• Records for the task
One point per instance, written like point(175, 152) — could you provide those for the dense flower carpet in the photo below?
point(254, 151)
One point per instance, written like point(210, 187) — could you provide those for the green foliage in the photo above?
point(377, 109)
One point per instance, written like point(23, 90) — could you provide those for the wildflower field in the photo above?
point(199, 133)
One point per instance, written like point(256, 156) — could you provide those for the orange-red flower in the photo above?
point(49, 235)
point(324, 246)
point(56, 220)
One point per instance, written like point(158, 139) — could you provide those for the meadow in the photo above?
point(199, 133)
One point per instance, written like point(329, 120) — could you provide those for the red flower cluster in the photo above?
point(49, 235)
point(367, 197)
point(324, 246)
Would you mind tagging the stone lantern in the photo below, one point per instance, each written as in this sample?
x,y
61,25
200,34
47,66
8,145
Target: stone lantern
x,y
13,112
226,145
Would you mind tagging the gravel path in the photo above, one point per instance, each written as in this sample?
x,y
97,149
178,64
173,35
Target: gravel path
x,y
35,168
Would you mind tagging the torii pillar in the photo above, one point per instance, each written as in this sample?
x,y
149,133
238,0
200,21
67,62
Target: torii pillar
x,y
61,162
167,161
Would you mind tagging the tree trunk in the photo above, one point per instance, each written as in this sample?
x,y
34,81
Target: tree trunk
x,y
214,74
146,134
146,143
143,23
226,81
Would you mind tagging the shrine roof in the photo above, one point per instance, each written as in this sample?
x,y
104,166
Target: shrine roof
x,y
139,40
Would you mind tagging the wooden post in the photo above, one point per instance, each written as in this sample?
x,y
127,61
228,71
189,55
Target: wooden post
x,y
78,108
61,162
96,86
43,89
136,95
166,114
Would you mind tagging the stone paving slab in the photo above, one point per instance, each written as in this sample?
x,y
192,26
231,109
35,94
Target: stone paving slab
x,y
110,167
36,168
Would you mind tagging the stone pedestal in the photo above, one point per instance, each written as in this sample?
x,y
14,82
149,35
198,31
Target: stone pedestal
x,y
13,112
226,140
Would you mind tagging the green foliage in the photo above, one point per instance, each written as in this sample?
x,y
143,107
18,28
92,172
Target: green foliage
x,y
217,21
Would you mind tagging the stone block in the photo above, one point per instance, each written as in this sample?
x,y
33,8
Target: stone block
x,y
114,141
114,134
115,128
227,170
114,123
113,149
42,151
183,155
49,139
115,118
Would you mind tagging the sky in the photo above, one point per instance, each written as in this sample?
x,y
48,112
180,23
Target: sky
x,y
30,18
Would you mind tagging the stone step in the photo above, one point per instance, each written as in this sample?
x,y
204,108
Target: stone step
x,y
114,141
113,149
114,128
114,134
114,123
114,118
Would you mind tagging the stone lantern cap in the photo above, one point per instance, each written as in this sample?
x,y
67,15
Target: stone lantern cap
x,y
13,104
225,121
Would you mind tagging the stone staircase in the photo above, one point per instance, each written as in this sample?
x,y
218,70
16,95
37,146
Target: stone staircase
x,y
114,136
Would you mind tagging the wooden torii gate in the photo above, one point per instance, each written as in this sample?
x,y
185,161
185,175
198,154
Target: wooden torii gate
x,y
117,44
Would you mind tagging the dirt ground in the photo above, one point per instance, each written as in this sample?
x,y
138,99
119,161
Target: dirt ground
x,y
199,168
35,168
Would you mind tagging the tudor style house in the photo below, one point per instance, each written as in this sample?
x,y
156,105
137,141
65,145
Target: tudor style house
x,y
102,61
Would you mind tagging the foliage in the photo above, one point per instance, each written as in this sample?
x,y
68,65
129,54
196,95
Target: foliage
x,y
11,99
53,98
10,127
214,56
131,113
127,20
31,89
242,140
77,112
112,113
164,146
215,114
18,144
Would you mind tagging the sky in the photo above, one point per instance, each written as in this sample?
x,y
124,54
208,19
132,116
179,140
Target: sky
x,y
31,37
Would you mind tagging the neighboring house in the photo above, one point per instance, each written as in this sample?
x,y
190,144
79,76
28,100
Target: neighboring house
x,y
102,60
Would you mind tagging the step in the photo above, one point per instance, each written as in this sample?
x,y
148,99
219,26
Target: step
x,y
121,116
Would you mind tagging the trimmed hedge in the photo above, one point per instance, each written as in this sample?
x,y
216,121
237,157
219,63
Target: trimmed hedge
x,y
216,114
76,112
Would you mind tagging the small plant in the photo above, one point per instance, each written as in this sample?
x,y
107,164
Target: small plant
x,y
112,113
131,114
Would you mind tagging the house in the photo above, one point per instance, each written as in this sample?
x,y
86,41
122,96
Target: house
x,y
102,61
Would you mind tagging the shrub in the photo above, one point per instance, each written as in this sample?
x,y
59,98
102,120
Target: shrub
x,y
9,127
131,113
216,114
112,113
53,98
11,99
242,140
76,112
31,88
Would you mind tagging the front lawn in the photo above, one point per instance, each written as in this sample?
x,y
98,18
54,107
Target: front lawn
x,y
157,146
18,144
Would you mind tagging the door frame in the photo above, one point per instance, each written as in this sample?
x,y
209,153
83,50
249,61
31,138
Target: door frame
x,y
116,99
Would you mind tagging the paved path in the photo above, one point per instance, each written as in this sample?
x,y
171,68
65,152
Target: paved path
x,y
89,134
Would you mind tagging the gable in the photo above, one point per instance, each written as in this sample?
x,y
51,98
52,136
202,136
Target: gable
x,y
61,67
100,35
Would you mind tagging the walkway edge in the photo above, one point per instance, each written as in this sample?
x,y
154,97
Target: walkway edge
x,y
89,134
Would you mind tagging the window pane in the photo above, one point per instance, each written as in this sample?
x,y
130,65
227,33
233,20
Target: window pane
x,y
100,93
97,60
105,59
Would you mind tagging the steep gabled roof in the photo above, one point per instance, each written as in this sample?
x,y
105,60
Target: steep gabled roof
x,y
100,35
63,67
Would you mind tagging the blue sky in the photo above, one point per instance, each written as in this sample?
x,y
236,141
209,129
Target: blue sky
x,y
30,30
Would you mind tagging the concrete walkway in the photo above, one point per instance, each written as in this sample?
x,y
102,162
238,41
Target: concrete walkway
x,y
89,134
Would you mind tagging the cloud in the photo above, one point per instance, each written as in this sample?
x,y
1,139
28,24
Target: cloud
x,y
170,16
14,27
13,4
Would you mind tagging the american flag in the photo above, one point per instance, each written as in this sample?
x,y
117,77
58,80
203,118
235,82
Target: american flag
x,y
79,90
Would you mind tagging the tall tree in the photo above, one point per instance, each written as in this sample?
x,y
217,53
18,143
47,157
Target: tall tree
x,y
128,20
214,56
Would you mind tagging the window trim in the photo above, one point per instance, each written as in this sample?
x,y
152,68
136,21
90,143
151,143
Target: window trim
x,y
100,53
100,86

• Task prompt
Please output every record, keeping each line exact.

• Task solution
One point per instance, written like point(175, 152) — could you provide those for the dense flower carpet in the photo below?
point(254, 151)
One point per instance, written like point(210, 187) — could you provide those for the green foliage in the photo above?
point(377, 109)
One point per instance, written like point(23, 90) — could you provide those for the wildflower field in the photo above?
point(199, 133)
One point per instance, written like point(256, 156) — could you provide those for the orange-red flower in the photo above?
point(49, 235)
point(324, 246)
point(56, 220)
One point per instance, written like point(158, 139) — could you provide those for the meadow in the photo above?
point(199, 133)
One point per instance, written like point(329, 120) — could you provide those for the red flower cluster in the photo above?
point(49, 235)
point(367, 197)
point(324, 246)
Would you mind tagging the stone lantern in the photo below, one point per instance, each written as in this sample?
x,y
61,25
200,34
47,66
8,145
Target: stone lantern
x,y
13,112
226,145
Would you mind tagging the gravel path in the photo above, one point per instance, each written as in this sample?
x,y
97,149
178,64
173,35
Target: gravel path
x,y
35,168
Would you mind tagging the torii pillar in the photo above, one point per instance, each written as in this sample?
x,y
149,133
238,0
200,21
67,62
Target: torii pillar
x,y
61,162
167,161
Would you mind tagging the tree trunk in the photo above, one point per instance, each written as in this sample?
x,y
34,81
Target: tree trunk
x,y
214,74
146,134
146,143
143,23
226,81
Would you mind tagging the shrine roof in the photo above, one point per instance, each written as in this sample?
x,y
104,166
Target: shrine roof
x,y
139,40
Would you mind tagging the wooden post in the photo above, one point per instance, each written as in this sample?
x,y
127,61
228,71
189,55
Target: wooden post
x,y
78,108
61,162
96,86
43,89
136,95
166,114
Would you mind tagging the stone paving slab in the photo above, one point per instance, each written as in this sample?
x,y
192,26
231,109
35,94
Target: stone paving slab
x,y
110,167
36,168
Would you mind tagging the stone pedestal in the photo above, one point per instance, each written as in this sample?
x,y
14,82
149,35
198,31
Target: stone pedestal
x,y
13,112
226,140
Would you mind tagging the green foliage in the photo above, one point per instance, each written as in this sample?
x,y
143,107
18,28
92,172
Target: green foliage
x,y
217,21
Would you mind tagging the stone block in the photo above, one point per instance, each written as in this sample?
x,y
33,8
Target: stone block
x,y
114,141
114,134
115,128
227,170
114,123
113,149
42,151
183,155
49,139
115,118
Would you mind tagging the sky in the photo above, one point per instance, each written as in this sample?
x,y
48,112
180,23
Target: sky
x,y
30,18
Would you mind tagging the stone step in the photo above, one point per instance, each written as in this sample?
x,y
204,108
Target: stone step
x,y
114,141
113,149
114,128
114,134
114,123
114,118
Would you mind tagging the stone lantern cap in the photo above, one point per instance, each written as in this sample?
x,y
67,15
Target: stone lantern cap
x,y
13,104
225,121
Would you mind tagging the stone staircase in the photo above, one point per instance, each written as in this sample?
x,y
218,70
16,95
37,146
Target: stone staircase
x,y
114,136
Would you mind tagging the wooden torii gate in the photo above, one point per instance, each written as in this sample?
x,y
185,161
185,175
198,154
Target: wooden torii gate
x,y
117,44
Would you mind tagging the dirt ground in the photo above, one point per instance, each written as in this sample?
x,y
138,99
119,161
Target: dirt ground
x,y
199,168
35,168
Would you mind tagging the tudor style house in the photo below, one point per instance, each written as in this sample?
x,y
156,105
137,141
65,145
Target: tudor style house
x,y
102,61
Would you mind tagging the foliage in the photo above, one point per instance, each written as in this sample?
x,y
68,65
129,54
196,95
Target: foliage
x,y
11,99
53,98
10,127
214,56
131,113
127,20
31,89
242,140
77,112
112,113
164,146
215,114
18,144
Would you mind tagging the sky in the photo above, one point per instance, each written as in this sample?
x,y
124,54
208,19
132,116
179,140
Target: sky
x,y
31,37
Would you mind tagging the neighboring house in the photo above, one point per instance, each written as in this sample?
x,y
190,144
79,76
28,100
Target: neighboring house
x,y
102,60
Would you mind tagging the step in the photo above, one point per instance, each written as in this sample?
x,y
148,99
219,26
Target: step
x,y
121,116
Would you mind tagging the trimmed hedge in the photo above, one point per instance, each written as in this sample?
x,y
216,121
237,157
219,63
Target: trimmed hedge
x,y
216,114
76,112
Would you mind tagging the small plant in the photo above, one point per instance, each written as in this sample?
x,y
107,164
Target: small plant
x,y
112,113
131,114
Would you mind tagging the house in the photo above, one point per instance, each written as in this sample?
x,y
86,41
122,96
Target: house
x,y
102,61
Would you mind tagging the shrub in the photo above, one point per instance, each written as in this sample?
x,y
59,98
102,120
Target: shrub
x,y
9,127
131,113
216,114
112,113
53,98
11,99
242,140
76,112
31,88
Would you mind tagging the front lawn in the photo above, one point per instance, each written as in this sample?
x,y
98,18
54,107
Target: front lawn
x,y
157,146
18,144
Would you mind tagging the door frame in the photo above, one point per instance, each written as in this sample?
x,y
209,153
83,50
249,61
31,138
Target: door frame
x,y
116,99
Would you mind tagging the paved path in the photo above, one point per instance, each written as in this sample?
x,y
171,68
65,152
Target: paved path
x,y
89,134
Would you mind tagging the gable in the photo above, one point per instance, each written as in this sample?
x,y
51,98
52,136
202,136
Target: gable
x,y
61,67
100,35
Would you mind tagging the walkway edge in the photo above, one point per instance, each written as in this sample?
x,y
154,97
Target: walkway edge
x,y
89,134
Would you mind tagging the window pane in the photo above, one point per instance, each written as in this sample?
x,y
130,65
227,33
233,20
Target: window pane
x,y
100,93
97,60
105,59
Would you mind tagging the steep gabled roof in the photo above, one point per instance, each written as in this sample?
x,y
105,60
Target: steep gabled roof
x,y
100,35
63,67
Would you mind tagging the blue sky in the photo above, one point per instance, each written as in this sample?
x,y
236,141
209,129
Target: blue sky
x,y
30,30
Would you mind tagging the concrete walkway in the photo above, one point per instance, each written as in this sample?
x,y
102,162
238,41
Target: concrete walkway
x,y
89,134
Would you mind tagging the cloud in the photo above, one point per instance, each written as in this sample?
x,y
1,139
28,24
Target: cloud
x,y
170,16
14,27
13,4
Would you mind tagging the american flag in the photo above, one point per instance, each written as in this sample?
x,y
117,77
58,80
203,118
235,82
Target: american flag
x,y
79,90
Would you mind tagging the tall tree in the photo above, one point per instance, each written as in this sample?
x,y
217,53
18,143
47,157
Target: tall tree
x,y
128,20
214,56
Would you mind tagging the window trim in the photo above, one point per instance, each written as in this sample?
x,y
152,68
136,21
90,143
151,143
Target: window trim
x,y
100,53
100,86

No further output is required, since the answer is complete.